PAGE TEXT:
>> Begin

If I were to add $\pu{1 mol}$ of $\ce{A}$ to the system without increasing the total volume of the solution, Le Châtelier's principle predicts that the equilibrium position would move to the right, hence there would be more of $\ce{B}$ than $\ce{A}$ and the solution would become more yellow, however this does not seem to agree with my understanding:

$K_C = 0.5$, and is constant when the concentrations of chemicals are changed, so some of $\ce{A}$ must be converted to $\ce{B}$ by the forwards reaction to keep $K_C$ as $0.5$. This will make the concentration of $\ce{A}$ $\pu{\frac{5}{3} M}$ and the concentration of $\ce{B}$ $\pu{ \frac{5}{6} M}$ at equilibrium. The chemicals are still in the same ratio, so shouldn't the colour remain the same instead of becoming more yellow as Le Châtelier suggests?

>> End

MATERIAL SHOWN:
>> Begin

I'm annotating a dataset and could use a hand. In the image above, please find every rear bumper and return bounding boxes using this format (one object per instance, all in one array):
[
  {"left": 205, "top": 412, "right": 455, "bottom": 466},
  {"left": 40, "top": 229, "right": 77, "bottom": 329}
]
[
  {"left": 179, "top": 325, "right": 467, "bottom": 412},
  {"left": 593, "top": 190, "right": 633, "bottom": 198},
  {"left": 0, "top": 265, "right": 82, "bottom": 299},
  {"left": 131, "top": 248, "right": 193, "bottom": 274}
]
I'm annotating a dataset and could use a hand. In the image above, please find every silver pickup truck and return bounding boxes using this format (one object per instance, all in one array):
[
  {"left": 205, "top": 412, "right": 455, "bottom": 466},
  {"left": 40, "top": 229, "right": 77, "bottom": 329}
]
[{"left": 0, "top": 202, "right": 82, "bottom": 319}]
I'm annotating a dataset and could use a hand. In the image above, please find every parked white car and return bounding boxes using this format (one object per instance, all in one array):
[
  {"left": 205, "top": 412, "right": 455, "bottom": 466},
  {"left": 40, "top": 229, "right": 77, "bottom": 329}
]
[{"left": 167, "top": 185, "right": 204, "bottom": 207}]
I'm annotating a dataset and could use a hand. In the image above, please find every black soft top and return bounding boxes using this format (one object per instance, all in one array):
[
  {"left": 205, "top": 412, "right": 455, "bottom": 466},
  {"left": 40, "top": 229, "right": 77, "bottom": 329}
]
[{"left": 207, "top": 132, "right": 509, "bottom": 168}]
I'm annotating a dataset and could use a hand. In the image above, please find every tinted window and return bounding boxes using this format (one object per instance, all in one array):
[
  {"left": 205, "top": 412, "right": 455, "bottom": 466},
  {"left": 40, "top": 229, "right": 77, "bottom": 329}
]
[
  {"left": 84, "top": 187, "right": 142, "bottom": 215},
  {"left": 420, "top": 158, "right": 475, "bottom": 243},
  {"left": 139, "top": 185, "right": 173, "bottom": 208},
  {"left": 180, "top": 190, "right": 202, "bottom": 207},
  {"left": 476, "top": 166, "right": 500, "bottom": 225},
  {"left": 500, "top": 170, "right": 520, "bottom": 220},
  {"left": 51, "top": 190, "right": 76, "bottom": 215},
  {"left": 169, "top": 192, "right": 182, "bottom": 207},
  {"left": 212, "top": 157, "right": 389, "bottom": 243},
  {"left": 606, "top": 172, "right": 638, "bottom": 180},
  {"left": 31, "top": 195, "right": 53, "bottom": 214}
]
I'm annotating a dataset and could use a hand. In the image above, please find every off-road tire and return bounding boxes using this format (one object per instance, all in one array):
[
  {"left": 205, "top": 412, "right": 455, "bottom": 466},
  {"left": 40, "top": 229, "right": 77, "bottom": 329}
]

>> End

REQUIRED TASK 1:
In the equilibrium text, what concentration of A does the writer calculate at equilibrium after the extra mole is added?
REQUIRED TASK 2:
Write out the records again, starting at the line containing "find every off-road" and ending with the final line of the records. Change "tire" to "wheel" and keep everything else the same.

EXERCISE ANSWER 1:
5/3 M

EXERCISE ANSWER 2:
I'm annotating a dataset and could use a hand. In the image above, please find every off-road wheel and return bounding boxes using this format (one object per instance, all in one array):
[
  {"left": 205, "top": 412, "right": 455, "bottom": 466},
  {"left": 40, "top": 229, "right": 77, "bottom": 329}
]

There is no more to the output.